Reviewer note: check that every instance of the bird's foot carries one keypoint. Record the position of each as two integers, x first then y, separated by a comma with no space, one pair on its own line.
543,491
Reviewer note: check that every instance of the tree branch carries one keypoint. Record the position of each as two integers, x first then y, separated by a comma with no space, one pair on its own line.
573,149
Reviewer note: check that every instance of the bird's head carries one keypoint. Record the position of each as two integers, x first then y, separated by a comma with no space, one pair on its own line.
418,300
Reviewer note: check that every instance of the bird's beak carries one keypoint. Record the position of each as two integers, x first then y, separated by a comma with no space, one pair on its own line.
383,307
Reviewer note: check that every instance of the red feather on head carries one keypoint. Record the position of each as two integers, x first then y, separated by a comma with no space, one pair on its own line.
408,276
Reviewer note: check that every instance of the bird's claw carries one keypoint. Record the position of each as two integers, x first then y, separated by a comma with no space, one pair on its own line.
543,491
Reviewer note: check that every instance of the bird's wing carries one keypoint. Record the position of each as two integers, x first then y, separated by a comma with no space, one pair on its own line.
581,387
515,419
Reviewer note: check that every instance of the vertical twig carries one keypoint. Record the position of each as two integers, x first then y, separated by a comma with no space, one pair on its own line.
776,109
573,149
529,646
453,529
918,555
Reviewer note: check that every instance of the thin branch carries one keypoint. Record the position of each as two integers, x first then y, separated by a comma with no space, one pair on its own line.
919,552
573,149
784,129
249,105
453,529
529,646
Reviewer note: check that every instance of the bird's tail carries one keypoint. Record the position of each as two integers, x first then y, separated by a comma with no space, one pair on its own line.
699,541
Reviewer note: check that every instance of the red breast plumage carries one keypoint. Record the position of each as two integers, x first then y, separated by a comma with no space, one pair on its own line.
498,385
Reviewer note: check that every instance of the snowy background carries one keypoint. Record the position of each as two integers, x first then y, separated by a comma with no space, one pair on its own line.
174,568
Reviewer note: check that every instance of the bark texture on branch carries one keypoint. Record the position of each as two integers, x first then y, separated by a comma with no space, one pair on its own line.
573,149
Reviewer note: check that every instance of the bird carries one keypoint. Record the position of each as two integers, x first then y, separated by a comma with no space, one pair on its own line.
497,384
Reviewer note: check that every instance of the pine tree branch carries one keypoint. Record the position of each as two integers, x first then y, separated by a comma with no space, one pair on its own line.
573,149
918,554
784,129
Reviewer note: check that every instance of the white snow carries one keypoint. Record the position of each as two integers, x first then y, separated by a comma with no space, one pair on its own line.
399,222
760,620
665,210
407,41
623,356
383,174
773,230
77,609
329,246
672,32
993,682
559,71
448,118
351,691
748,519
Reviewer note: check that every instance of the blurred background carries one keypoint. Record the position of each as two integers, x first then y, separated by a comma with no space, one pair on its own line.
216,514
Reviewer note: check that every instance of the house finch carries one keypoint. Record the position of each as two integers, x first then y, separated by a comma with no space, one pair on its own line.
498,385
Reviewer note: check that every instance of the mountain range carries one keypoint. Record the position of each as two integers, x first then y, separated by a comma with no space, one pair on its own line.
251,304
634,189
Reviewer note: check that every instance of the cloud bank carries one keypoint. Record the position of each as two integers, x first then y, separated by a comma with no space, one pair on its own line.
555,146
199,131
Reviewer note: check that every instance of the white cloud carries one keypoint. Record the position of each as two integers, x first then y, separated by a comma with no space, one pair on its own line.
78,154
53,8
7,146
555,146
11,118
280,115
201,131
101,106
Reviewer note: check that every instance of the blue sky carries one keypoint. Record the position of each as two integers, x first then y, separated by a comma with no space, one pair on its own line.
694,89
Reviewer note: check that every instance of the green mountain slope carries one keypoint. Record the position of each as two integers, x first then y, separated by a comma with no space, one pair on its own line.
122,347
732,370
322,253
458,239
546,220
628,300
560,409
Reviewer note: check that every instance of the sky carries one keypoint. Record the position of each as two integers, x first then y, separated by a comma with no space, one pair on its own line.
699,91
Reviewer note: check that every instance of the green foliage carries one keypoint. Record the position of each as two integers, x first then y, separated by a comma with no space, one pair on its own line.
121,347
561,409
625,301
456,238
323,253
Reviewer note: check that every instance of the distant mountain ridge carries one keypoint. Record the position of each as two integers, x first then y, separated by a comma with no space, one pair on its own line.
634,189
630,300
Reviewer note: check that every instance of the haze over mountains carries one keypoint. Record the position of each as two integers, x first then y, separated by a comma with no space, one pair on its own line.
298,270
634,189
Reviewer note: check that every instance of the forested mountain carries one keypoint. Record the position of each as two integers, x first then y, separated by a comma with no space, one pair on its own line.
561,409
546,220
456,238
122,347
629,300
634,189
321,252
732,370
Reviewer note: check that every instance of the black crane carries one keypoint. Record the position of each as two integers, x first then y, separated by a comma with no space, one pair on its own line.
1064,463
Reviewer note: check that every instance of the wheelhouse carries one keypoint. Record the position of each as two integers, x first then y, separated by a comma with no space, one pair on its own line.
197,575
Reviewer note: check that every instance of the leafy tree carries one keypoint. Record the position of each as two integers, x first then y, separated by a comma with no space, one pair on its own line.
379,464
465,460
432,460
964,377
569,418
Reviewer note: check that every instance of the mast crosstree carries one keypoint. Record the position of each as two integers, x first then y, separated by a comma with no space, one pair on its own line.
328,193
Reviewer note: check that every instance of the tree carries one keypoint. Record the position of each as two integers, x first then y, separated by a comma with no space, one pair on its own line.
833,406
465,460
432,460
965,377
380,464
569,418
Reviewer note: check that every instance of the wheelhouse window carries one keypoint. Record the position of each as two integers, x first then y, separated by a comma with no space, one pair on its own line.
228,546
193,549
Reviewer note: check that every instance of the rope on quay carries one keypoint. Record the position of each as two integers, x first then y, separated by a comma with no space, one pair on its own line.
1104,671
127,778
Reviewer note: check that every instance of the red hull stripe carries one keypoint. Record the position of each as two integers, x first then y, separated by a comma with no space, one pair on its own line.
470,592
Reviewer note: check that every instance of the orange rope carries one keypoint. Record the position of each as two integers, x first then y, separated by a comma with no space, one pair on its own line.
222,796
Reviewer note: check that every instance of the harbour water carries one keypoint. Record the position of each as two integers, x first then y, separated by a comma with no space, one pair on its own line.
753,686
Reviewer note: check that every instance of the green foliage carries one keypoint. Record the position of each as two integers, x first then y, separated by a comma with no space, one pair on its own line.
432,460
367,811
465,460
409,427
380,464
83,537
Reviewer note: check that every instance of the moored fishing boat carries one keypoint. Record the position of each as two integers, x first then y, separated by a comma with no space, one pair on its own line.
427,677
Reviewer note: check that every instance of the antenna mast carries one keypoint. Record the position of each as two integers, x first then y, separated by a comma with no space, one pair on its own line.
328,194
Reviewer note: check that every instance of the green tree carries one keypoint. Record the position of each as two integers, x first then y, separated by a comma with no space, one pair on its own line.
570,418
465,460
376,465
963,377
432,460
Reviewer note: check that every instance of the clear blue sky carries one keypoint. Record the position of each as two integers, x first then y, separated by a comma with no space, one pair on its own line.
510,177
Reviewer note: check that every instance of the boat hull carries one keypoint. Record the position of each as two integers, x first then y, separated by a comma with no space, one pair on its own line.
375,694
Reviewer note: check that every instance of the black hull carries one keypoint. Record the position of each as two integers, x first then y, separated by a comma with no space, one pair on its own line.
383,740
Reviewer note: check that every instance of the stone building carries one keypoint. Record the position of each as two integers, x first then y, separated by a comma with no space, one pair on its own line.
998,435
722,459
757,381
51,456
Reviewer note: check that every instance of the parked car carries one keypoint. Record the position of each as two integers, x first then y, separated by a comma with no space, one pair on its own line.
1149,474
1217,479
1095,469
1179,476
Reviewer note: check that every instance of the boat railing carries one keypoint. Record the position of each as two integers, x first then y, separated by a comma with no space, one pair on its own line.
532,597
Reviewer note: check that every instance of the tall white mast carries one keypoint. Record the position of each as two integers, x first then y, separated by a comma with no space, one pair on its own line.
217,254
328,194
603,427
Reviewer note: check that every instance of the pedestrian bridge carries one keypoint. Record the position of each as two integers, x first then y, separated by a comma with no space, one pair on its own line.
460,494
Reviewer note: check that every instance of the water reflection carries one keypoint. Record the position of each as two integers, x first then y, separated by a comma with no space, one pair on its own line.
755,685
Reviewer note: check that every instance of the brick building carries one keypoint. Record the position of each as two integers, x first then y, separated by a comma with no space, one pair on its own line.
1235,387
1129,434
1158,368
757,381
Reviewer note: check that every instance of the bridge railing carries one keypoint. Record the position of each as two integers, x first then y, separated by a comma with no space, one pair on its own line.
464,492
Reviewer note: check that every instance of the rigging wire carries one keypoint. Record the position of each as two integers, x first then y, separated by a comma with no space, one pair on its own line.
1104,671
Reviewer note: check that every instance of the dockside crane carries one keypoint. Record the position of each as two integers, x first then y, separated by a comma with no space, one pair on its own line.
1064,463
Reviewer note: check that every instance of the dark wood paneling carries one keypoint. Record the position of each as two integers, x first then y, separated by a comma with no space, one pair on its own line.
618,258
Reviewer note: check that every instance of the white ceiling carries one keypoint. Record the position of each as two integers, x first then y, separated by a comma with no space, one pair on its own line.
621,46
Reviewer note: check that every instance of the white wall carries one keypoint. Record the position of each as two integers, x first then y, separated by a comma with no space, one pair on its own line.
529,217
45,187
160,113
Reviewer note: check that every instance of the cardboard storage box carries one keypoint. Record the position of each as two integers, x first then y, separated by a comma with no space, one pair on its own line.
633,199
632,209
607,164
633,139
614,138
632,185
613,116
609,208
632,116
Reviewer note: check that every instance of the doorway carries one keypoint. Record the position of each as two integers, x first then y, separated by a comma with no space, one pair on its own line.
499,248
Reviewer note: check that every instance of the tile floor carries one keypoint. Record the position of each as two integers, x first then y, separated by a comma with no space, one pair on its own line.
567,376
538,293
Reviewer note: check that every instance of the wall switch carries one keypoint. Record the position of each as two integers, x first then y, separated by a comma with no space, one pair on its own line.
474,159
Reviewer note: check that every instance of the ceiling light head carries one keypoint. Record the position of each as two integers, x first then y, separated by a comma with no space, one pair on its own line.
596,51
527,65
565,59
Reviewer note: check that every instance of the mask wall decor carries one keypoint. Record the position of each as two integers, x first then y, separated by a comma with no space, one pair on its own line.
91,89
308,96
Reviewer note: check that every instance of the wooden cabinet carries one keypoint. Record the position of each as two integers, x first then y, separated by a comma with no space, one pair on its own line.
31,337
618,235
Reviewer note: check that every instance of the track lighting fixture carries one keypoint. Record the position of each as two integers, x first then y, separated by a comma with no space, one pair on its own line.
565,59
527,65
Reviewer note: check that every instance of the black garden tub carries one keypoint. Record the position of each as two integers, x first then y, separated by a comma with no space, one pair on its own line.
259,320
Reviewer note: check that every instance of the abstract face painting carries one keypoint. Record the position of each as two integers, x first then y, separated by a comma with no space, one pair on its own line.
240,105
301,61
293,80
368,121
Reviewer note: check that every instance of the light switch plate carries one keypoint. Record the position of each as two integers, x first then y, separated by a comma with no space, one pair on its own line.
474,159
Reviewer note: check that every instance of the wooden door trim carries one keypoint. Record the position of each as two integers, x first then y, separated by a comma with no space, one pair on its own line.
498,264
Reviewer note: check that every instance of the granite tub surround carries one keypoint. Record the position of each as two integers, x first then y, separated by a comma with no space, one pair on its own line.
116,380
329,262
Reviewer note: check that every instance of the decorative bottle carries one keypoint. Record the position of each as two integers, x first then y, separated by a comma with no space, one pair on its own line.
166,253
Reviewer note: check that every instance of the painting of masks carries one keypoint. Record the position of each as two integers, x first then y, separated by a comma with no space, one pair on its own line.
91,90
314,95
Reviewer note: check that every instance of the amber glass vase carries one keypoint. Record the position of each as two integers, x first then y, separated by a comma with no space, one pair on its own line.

------------------------------------------------------------

** Your task **
From the line that contains "Reviewer note: check that every instance of the granite" down to the final line of the entries, print every line exactly as it is, and only those lines.

** Answer **
Reviewer note: check that every instance of the granite tub surround carries one keypoint. Record the position of each as two integers, x first then y, separated by a comma with no space, one pair on its own line.
116,380
329,262
Reviewer note: check that every instance of the decorative bottle carries one keypoint. Record the position of each as two integers, x first then y, separated by a comma with no space, one pair on its own line.
166,253
Reviewer note: check that every instance of the painting of masks carries one keypoint. Record the position of each as two integers, x first then y, separated by a comma with no space, one pair on its own line.
91,90
314,95
Reviewer note: check that every instance of the amber glass vase carries one keypoint. Record the position of each as two integers, x first then y, separated by a comma with no space, one pair on its own line.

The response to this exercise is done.